(Quoted passage):
========================================

The knives are already out for the ARC before the inaugural season even kicks off with Sydney critics claiming the eight-team national competition is "dead in the water" and a "financial nightmare".
A Sydney newspaper reported that one team is expected to suffer at least a $1.7 million loss in their first year and only two sides - Perth and Canberra - have the potential to break even.
The eight-round ARC - developed to fill the gap between club rugby and the Super 14 - kicks off this weekend and features teams from Western Australia, Victoria, the ACT, NSW and Queensland.
Samoa's 2003 World Cup coach Boe - who holds the reins for one of Queensland's two teams, the East Coast Aces - admitted there would be ARC teething problems.
But he believed the national competition - in which club players will rub shoulders with the Wallabies and Super 14 ranks - would become as important as New Zealand's NPC.
And he should know - the 1981 All Blacks tourist played 137 games for Waikato and took the province to the 1998 NPC final as a coach.
"Give the players a chance, give the teams a chance, and give the whole competition an opportunity," Boe said at the launch of Queensland's ARC teams the Aces and Ballymore Tornadoes.
"I know when the NPC first started in New Zealand it took a while to catch on, like any competition, but it is amazingly important to the All Blacks.
"It's easy to be negative. What I would like people to do is get behind the teams because I am certain in my mind that this is a great step forward for Australian rugby."
A Sydney newspaper also reported that high ranking Sydney and Brisbane officials were in the process of formulating an alternate club competition to take over from the ARC, costing a third of the current national competition.
"If they are suggesting those sort of rebel things, I can't see that as being good for the game," Boe said.
"That's talking about splitting us. That's the last thing we want, we want to be united.
"I know the importance of it (ARC) because I have been part of a similar situation in New Zealand and the South Africans would say the same about their Currie Cup.
"So it's enormously important that we make a success of it.

========================================

(Extracted information):
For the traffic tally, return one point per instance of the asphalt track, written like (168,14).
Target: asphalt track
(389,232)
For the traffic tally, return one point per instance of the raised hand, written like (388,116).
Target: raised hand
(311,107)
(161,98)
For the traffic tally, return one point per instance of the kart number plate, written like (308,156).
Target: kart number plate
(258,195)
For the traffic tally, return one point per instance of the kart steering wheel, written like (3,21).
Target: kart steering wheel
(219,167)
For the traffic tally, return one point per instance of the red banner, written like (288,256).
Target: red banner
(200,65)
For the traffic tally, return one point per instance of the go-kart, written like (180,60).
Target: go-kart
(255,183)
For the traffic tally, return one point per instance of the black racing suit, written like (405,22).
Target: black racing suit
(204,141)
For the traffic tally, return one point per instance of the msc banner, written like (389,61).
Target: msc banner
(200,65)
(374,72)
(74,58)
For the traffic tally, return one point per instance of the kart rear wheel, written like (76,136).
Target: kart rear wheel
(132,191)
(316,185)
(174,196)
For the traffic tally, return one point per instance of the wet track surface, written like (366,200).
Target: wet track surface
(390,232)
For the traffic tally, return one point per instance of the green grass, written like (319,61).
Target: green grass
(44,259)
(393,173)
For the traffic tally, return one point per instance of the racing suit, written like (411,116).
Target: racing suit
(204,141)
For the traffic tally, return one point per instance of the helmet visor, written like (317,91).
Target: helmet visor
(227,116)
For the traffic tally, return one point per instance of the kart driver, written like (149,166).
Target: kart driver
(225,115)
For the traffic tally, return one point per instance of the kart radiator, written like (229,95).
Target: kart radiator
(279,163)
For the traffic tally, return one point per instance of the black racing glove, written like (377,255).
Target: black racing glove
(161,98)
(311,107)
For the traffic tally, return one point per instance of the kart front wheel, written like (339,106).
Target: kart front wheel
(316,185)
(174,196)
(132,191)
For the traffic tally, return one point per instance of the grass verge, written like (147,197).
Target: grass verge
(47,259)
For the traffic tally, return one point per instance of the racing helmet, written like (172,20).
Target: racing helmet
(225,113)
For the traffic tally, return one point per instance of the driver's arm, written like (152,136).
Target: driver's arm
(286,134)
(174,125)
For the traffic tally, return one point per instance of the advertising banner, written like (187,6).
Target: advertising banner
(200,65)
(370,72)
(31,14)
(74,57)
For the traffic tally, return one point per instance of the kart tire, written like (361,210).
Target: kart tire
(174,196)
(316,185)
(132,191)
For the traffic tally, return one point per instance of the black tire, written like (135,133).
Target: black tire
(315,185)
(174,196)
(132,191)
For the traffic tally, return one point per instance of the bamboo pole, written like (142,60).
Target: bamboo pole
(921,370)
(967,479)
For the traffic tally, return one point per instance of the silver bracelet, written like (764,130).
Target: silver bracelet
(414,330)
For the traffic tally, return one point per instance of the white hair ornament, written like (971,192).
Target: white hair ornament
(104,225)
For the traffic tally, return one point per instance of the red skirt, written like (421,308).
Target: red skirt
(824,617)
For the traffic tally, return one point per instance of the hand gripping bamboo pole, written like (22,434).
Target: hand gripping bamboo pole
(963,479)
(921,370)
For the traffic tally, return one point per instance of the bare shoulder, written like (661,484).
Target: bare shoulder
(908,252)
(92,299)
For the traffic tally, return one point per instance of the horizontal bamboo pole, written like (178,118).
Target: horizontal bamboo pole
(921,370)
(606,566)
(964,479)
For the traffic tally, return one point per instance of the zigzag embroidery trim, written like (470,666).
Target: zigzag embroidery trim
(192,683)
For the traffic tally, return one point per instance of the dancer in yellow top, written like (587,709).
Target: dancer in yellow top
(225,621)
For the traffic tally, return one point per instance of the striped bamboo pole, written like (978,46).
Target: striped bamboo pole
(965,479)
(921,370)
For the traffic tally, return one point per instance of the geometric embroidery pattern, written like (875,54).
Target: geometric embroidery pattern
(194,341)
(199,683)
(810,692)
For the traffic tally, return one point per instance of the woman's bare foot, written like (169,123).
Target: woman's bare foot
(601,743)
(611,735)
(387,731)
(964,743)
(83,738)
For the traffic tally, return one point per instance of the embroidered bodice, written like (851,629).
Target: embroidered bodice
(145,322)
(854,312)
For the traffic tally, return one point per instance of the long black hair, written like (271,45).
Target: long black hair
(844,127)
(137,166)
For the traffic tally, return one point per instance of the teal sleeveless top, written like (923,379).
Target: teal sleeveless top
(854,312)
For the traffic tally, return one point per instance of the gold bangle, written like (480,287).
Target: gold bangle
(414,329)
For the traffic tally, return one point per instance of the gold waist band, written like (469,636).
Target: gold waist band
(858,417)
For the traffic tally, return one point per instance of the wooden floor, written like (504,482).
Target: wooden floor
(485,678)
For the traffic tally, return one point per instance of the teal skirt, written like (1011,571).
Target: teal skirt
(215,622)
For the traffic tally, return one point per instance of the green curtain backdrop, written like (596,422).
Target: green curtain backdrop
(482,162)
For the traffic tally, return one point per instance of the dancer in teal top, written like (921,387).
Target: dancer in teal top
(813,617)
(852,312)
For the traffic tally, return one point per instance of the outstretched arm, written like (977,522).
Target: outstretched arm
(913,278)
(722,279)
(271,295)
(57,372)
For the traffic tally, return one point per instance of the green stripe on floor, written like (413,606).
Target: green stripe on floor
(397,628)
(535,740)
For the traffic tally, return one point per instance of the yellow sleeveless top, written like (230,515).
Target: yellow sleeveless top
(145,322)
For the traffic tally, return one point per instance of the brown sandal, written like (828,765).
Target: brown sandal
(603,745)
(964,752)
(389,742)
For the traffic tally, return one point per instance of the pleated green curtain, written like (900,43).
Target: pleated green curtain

========================================

(Exercise directions):
In the rugby article, how many games did Boe play for Waikato?

(Task result):
137 games.